Carry on the forum post reviewing a stage production of an O'Neil play, picking up after its last sentence.

:: Quoted passage

Posted: 2/1/22 at 11:47pm

I agree with a lot of Synecdoche's post, except that I'm not much of a fan of the play itself. 

I thought this was a really strong production, except for the half-assed concepts. The concepts didn't ruin the production for me, but they sure as hell didn't add as much as they should have.

I, for one, would NOT label this play "above reproach." I have a bit of a love-hate relationship with it, and I think the cutting of the text was an improvement - mostly, anyway. You do lose a little bit of that sense of immersion, and you can tell that the play wasn't paced for 2 hours, so the short runtime occasionally feels like it's fighting against the structure of the play. 

However, I thought the drama was a lot more potent. The melodramatic bombast and indulgent repetitiveness of O'Neil's original text are hardly visible in this production, and many of the more unintentionally comical moments are either cut, or well-directed.

It was really the 1st time that I found myself struck by the play's central themes. While watching it, I found myself ruminating on the pain, despair, and betrayal that comes with the cycle of addiction. That sense of denial, to stave off the sinking disappointment of repeating the past. These are obviously present in O'Neil's original text, but I've always been too distracted by the schlocky melodrama to care.

::::
:: Extracted entries

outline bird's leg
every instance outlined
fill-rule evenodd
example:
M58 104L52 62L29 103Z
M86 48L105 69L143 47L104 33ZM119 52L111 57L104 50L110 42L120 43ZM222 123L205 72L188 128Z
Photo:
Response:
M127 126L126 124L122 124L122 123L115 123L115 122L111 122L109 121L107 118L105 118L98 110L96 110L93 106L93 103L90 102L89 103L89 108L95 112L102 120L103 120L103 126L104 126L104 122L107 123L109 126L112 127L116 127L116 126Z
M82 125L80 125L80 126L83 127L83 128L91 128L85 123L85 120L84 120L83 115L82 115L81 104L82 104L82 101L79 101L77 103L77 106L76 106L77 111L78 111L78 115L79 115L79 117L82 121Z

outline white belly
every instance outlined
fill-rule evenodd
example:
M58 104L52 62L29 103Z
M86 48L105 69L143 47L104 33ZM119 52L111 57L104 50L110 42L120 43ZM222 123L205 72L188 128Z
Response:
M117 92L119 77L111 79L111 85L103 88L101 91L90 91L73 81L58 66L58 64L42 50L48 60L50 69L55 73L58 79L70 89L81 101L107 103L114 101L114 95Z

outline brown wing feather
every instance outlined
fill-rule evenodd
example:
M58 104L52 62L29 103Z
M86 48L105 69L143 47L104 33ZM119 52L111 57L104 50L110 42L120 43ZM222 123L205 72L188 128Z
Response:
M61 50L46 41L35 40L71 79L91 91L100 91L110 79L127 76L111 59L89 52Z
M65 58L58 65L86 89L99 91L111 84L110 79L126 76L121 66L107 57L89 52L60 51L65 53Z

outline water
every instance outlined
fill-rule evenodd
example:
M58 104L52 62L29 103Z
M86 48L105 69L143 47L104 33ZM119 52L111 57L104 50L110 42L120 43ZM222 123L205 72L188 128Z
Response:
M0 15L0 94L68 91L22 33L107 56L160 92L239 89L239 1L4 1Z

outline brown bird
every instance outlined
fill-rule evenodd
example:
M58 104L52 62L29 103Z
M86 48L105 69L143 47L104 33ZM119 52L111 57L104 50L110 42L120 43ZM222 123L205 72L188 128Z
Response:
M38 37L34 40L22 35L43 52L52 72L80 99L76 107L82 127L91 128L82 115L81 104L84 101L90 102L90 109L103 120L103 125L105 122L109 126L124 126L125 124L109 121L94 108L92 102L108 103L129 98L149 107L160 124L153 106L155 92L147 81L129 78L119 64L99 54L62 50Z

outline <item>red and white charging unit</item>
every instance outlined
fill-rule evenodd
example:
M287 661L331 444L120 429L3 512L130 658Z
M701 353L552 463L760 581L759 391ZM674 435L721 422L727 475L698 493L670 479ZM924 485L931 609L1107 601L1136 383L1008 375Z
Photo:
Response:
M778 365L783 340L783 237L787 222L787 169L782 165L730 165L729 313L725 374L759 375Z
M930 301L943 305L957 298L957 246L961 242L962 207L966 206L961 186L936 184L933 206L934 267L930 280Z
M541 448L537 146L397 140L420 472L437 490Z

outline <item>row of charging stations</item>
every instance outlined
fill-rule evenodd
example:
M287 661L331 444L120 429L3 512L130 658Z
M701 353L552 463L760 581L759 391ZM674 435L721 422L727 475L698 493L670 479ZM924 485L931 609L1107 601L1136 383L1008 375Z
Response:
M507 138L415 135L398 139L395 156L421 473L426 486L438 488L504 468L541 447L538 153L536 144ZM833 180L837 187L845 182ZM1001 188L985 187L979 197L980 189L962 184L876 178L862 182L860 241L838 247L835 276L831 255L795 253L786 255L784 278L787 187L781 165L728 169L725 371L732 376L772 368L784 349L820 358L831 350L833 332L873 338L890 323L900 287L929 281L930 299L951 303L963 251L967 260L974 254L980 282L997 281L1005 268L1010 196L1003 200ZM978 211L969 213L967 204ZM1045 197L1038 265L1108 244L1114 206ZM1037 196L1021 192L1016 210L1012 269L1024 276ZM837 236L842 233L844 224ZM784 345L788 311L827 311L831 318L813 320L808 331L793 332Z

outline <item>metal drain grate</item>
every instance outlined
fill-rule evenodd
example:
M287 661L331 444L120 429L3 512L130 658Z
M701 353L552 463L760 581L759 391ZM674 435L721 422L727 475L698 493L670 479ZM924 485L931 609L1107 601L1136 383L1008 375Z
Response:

::::

## Task output
While I've seen some better performances in these roles, this is probably the most cohesively strong cast of the play I've seen. In all the other productions I've seen, I thought there were major weak links.

I really disagree with the posters who disliked Blankson-Wood performance. It's an understated performance, sure, and I did think he was a little wooden in the 1st scene - but once the drama kicked into gear, I thought he was completely present and dropped in, and gave probably the most heartbreaking renditions of the role I've seen to date. 

I was really worried about Elizabeth Marvel, because I'd seen her onstage twice before (in King Lear & Julius Caesar) and I thought she grossly overacted in both performances. And Mary Tyrone is a role that's extremely easy to overact. And yet, I thought her performance was fantastic, and I don't think she overacted at all. Probably my 2nd favorite Mary Tyrone, after Laurie Metcalf.

Bill Camp was phenomenal as always, and Jason Bowen was quite strong too.